> [EXERCISE]:
Reproduce the lines below from the one that contains "In this practice step, locate the stone archway" through the end, inclusive, and add nothing.

> [DATA FOR PROCESSING]:
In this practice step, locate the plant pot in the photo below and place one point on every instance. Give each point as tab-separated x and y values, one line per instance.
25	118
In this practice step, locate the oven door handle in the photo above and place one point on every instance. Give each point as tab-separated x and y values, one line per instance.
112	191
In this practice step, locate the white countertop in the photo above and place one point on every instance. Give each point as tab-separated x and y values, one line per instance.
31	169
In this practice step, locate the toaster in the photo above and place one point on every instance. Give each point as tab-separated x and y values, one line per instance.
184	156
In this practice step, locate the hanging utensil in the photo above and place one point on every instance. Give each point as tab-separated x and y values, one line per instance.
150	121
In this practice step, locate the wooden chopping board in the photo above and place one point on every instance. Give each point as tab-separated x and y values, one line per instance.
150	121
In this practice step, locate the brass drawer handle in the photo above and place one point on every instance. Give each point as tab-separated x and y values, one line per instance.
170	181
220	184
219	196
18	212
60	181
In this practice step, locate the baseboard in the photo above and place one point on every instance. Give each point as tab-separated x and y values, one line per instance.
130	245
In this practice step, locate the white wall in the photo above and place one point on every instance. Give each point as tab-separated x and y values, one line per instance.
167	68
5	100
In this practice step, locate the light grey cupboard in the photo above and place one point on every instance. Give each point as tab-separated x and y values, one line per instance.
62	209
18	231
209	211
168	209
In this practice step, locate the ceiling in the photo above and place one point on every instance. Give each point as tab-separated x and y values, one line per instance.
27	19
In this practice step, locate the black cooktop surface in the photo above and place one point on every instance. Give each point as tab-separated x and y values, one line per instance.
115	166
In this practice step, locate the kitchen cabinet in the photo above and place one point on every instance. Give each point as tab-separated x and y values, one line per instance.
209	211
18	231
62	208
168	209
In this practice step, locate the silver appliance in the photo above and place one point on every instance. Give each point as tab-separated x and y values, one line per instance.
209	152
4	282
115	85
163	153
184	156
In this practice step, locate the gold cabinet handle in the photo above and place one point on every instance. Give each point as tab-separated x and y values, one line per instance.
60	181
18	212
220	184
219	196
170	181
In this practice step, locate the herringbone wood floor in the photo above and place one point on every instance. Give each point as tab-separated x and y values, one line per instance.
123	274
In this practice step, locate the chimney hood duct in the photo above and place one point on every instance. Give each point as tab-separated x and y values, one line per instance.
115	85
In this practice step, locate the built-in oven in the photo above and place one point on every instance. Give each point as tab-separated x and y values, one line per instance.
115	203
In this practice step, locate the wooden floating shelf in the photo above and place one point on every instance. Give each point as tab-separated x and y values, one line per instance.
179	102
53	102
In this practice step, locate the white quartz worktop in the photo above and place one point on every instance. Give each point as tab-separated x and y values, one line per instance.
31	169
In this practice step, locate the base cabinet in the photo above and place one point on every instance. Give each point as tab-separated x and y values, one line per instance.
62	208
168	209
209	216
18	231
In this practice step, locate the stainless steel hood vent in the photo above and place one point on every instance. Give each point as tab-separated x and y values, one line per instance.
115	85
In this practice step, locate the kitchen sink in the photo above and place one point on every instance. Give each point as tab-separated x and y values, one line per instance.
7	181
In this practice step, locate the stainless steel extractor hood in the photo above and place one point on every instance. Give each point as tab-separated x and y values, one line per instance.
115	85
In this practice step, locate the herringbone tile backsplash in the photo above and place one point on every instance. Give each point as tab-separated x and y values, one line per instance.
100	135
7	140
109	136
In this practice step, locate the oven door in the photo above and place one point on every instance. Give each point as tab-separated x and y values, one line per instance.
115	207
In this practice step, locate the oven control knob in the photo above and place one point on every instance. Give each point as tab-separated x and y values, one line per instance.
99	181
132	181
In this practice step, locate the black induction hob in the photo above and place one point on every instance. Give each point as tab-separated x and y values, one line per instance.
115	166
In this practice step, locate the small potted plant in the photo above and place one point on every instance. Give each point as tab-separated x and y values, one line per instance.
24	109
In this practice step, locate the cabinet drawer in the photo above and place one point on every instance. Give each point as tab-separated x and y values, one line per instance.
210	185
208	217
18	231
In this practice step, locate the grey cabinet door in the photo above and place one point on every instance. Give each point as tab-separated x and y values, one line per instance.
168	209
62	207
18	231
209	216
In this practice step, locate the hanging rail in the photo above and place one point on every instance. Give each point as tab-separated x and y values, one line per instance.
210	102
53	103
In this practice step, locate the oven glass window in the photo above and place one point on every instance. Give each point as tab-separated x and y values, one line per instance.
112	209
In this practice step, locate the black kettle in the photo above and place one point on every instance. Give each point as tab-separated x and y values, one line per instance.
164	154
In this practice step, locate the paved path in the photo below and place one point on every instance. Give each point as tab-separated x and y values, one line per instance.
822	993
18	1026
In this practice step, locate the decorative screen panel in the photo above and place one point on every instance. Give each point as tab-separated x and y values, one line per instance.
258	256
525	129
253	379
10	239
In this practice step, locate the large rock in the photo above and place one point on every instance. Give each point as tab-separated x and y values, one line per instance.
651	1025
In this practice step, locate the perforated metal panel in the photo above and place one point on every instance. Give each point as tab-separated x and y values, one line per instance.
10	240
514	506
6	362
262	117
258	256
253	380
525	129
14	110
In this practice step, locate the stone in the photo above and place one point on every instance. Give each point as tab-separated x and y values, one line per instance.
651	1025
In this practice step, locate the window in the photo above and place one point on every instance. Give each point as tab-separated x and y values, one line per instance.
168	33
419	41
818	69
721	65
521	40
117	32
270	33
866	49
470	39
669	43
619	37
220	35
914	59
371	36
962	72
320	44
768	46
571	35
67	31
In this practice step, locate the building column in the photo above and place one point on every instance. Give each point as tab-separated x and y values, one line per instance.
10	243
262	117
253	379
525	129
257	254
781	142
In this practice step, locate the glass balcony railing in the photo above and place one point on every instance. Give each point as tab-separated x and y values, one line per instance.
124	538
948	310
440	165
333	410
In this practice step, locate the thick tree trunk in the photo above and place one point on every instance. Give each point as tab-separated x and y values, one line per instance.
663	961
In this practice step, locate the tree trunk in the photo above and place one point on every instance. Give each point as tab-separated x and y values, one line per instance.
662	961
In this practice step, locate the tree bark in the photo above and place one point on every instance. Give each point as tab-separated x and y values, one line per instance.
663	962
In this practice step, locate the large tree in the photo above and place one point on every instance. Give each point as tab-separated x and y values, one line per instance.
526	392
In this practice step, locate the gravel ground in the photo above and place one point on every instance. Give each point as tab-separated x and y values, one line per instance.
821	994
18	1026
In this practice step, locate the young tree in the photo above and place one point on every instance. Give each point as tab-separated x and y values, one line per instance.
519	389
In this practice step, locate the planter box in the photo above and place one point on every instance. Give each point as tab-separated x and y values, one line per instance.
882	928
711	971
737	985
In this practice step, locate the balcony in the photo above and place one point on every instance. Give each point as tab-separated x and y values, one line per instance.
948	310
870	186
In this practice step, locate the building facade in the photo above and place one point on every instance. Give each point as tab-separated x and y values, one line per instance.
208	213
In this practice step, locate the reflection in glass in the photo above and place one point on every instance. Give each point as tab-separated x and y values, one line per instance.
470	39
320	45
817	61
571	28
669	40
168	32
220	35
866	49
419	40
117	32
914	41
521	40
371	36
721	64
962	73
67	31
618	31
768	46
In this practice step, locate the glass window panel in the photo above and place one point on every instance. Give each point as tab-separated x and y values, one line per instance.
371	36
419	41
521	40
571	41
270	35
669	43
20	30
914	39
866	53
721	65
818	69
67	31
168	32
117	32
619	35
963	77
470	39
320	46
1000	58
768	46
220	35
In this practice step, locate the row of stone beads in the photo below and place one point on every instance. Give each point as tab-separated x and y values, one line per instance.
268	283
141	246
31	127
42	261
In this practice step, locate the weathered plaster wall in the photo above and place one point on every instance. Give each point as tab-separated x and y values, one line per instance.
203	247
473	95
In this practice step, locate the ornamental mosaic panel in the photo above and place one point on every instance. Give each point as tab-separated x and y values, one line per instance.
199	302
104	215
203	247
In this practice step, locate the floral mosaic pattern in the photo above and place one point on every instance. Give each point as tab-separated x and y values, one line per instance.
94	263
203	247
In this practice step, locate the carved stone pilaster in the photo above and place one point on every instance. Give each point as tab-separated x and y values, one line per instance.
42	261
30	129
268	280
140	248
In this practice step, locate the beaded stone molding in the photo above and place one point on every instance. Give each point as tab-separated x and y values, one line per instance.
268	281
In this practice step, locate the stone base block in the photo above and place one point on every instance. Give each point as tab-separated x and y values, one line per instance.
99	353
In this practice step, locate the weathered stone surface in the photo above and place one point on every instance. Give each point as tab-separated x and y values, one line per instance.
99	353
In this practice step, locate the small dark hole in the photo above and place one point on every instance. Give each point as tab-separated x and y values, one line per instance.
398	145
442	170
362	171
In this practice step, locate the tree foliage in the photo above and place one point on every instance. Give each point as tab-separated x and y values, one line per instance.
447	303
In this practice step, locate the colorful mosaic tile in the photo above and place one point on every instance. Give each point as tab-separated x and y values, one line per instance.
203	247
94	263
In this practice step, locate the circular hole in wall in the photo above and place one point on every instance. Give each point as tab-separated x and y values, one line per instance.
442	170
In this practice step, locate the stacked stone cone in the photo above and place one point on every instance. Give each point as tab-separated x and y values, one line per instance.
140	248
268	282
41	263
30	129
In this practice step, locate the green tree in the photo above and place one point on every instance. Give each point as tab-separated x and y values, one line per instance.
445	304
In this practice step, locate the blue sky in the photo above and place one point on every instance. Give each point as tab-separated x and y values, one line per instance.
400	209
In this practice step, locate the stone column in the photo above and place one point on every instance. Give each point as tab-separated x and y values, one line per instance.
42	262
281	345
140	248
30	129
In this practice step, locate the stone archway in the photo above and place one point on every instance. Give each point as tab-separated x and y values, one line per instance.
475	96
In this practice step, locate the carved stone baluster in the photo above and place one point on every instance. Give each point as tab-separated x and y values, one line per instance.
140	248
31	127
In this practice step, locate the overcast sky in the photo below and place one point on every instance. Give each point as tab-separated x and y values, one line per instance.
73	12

> [THE OUTPUT]:
In this practice step, locate the stone archway in the photo above and place one point on every instance. Give each point as tab-separated x and y values, one line per instance.
475	96
In this practice step, locate the carved stone baluster in the photo above and place one point on every instance. Give each point as tab-separated x and y values, one line per instance.
140	248
31	127
In this practice step, locate the overcast sky in the photo below and place one point on every instance. Give each point as tab-separated x and y values, one line per instance.
73	12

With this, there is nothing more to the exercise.